For twenty years as an Army Medic and over a decade as a Medical Support Clinical Hypnotherapist, I’ve sat across from countless soldiers and clients seeking relief from anxiety. They arrive with vivid stories of worry, dread, and overwhelm. And while their experiences are deeply personal, I’ve noticed a near-universal pattern—not a misconception, but what I’ve come to call a minds eye issue.
People come to me narrating a past difficulty, a past trigger, a past hurt. Yet, when they describe the feeling of anxiety—that looming, impending sense of unease—they are almost always doing something specific with their neurology. They are visually accessing past memories while trying to visually construct a resourceful future. In essence, they are staring into the rearview mirror to navigate the road ahead. This isn’t just a metaphor; it’s a literal, observable process in how our brains map experience.
In the framework of Neuro-Linguistic Programming (NLP), we understand that the direction of our eye movements can indicate how we are accessing information. Typically, when people look up and to their left (from their perspective), they are visually recalling a memory. When they look up and to their right, they are visually constructing an idea, a context, a possibility, a story.
Here’s the core of the issue: the clients I see for anxiety are often visually constructing unresourceful futures using the visual recall channel. They are pulling up old, painful images from the past—the memory of a failure, a harsh word, a moment of panic—and projecting them, like a film reel, onto the screen of their future. They are trying to build what’s next with the cracked bricks of yesterday. No wonder the structure feels unstable.
The Moment of the “Click”
The profound shift I’m privileged to witness doesn’t come from me offering or installing a suggestion. It comes from the client’s own nervous system recognizing this mapping error.

[Activity A]
Render this sentence from the excerpt about anxiety in Spanish: "They are trying to build what’s next with the cracked bricks of yesterday."
[Activity B]
From the excerpt about anxiety, print the portion starting with "People come to" and running on through "brains map experience.".

[Data section]

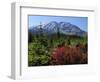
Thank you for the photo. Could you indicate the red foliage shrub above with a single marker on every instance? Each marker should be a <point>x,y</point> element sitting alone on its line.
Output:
<point>67,55</point>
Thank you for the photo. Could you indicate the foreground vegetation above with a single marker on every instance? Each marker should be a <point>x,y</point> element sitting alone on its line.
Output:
<point>56,49</point>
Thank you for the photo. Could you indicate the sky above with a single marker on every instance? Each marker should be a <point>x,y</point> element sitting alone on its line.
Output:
<point>81,22</point>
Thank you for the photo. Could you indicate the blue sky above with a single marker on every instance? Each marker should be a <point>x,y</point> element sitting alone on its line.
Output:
<point>81,22</point>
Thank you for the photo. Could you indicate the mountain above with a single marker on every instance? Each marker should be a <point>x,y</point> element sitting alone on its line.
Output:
<point>63,28</point>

[Answer box A]
Intentan construir lo que viene con los ladrillos agrietados del ayer.

[Answer box B]
People come to me narrating a past difficulty, a past trigger, a past hurt. Yet, when they describe the feeling of anxiety—that looming, impending sense of unease—they are almost always doing something specific with their neurology. They are visually accessing past memories while trying to visually construct a resourceful future. In essence, they are staring into the rearview mirror to navigate the road ahead. This isn’t just a metaphor; it’s a literal, observable process in how our brains map experience.